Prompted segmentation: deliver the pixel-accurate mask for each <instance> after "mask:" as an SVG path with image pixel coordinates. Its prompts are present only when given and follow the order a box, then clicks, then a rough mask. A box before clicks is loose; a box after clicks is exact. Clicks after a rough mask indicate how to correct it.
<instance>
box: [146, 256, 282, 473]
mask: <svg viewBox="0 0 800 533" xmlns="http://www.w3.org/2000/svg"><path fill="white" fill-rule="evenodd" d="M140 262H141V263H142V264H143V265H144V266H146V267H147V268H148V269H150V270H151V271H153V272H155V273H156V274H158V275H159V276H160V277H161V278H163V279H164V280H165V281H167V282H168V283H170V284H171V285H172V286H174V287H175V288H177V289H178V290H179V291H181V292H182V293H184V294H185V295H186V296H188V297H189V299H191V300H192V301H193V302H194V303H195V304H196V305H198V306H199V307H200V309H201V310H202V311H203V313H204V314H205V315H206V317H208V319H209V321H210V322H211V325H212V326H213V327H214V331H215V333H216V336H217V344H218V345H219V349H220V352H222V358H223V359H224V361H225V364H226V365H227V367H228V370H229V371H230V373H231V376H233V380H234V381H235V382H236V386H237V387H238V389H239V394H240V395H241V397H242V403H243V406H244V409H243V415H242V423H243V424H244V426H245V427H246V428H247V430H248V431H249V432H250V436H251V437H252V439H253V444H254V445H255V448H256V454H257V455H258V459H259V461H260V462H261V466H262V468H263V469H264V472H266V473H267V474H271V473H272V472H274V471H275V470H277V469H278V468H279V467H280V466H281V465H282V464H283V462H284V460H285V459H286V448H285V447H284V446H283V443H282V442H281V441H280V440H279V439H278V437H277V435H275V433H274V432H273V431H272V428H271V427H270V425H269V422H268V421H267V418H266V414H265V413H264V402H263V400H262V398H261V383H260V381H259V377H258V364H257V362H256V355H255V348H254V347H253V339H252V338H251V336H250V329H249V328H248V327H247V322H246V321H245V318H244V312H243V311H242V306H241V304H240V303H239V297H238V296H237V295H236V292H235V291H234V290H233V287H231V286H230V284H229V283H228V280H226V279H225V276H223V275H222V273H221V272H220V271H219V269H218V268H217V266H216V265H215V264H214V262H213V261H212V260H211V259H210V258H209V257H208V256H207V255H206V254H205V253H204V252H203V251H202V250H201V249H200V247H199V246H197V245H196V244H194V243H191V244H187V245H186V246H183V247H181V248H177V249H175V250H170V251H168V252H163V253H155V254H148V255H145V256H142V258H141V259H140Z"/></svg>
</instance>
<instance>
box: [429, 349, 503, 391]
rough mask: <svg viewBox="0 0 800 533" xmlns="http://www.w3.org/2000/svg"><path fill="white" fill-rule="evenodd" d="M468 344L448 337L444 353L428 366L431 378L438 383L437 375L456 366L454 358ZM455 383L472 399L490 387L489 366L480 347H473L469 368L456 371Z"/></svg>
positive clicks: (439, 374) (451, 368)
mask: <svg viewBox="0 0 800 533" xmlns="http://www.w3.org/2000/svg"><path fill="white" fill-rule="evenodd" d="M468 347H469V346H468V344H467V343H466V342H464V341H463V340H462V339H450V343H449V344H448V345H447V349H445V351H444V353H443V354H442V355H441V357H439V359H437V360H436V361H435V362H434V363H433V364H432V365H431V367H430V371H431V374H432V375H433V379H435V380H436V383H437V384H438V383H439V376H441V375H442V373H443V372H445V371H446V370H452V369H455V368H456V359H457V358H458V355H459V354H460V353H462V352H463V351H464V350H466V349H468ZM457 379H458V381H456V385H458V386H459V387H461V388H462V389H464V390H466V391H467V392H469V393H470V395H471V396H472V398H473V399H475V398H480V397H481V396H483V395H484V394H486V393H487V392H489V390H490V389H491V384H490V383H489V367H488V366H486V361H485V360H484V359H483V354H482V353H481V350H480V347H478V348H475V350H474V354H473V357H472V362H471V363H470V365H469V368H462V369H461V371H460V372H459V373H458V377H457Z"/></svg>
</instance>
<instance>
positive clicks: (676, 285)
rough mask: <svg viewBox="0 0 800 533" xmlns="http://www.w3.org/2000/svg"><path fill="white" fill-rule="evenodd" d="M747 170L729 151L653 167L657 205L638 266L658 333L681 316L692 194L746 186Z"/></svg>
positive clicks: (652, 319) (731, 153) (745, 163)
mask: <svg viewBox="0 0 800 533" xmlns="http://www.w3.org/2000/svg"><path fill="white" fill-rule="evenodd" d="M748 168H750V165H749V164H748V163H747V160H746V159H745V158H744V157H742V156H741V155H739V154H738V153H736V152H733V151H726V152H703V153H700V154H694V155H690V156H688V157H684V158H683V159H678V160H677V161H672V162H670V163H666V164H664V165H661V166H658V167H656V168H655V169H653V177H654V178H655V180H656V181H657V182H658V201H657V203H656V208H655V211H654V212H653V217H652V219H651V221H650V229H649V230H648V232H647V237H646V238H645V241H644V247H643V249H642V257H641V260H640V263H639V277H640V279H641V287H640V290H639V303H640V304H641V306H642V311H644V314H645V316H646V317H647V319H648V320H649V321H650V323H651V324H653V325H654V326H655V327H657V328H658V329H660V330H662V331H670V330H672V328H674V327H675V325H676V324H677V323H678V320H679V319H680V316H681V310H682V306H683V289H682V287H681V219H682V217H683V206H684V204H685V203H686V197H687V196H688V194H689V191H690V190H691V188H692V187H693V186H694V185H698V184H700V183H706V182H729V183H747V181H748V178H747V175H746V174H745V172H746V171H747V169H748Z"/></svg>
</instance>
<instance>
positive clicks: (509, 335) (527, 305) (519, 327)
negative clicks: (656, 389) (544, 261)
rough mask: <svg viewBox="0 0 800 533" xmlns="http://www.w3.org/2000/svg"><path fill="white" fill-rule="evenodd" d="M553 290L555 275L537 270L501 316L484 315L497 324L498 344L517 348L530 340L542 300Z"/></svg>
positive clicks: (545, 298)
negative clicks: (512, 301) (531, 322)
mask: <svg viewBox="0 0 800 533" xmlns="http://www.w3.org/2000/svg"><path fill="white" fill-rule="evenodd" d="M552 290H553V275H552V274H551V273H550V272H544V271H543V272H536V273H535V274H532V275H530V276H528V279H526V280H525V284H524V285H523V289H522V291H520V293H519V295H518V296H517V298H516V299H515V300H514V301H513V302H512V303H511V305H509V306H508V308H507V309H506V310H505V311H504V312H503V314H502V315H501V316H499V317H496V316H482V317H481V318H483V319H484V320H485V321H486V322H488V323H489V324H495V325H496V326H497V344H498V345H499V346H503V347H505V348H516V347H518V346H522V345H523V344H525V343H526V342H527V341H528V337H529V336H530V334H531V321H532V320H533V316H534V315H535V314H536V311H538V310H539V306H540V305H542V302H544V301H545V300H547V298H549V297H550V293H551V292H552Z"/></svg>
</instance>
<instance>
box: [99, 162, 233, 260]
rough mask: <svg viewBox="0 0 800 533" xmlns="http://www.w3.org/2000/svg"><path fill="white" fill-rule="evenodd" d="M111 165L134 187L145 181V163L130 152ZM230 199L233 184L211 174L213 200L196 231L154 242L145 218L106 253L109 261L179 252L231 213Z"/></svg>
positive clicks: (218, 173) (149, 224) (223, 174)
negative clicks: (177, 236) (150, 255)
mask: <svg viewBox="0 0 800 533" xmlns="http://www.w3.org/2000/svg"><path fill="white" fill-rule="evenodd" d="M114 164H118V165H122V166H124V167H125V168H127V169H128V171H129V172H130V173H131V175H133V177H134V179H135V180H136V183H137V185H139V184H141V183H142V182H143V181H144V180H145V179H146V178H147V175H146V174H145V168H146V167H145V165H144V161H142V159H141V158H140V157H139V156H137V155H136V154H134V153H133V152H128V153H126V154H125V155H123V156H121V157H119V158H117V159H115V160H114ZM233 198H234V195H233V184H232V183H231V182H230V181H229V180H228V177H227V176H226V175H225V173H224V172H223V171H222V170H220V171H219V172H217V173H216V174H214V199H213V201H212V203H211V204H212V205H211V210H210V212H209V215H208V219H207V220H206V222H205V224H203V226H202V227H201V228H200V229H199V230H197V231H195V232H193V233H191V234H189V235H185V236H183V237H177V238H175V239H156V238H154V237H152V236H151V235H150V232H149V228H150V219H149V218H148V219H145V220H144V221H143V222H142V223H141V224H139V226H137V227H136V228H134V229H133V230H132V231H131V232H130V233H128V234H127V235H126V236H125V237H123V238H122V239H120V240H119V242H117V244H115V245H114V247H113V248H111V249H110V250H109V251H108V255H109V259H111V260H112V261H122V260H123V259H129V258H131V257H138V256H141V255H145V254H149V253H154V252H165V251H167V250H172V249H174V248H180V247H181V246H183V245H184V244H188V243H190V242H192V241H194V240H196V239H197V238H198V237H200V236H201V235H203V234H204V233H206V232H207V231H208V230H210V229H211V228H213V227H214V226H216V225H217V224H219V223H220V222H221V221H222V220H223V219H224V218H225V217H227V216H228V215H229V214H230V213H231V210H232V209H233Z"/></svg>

§ **ACTIVITY**: Please make an exact copy of the lines above from the line with "290L555 275L537 270L501" through the line with "positive clicks: (545, 298)", both ends included.

§ **OUTPUT FOR THIS TASK**:
rough mask: <svg viewBox="0 0 800 533" xmlns="http://www.w3.org/2000/svg"><path fill="white" fill-rule="evenodd" d="M553 290L555 275L537 270L501 316L484 315L497 324L498 344L517 348L530 340L542 300Z"/></svg>
positive clicks: (545, 298)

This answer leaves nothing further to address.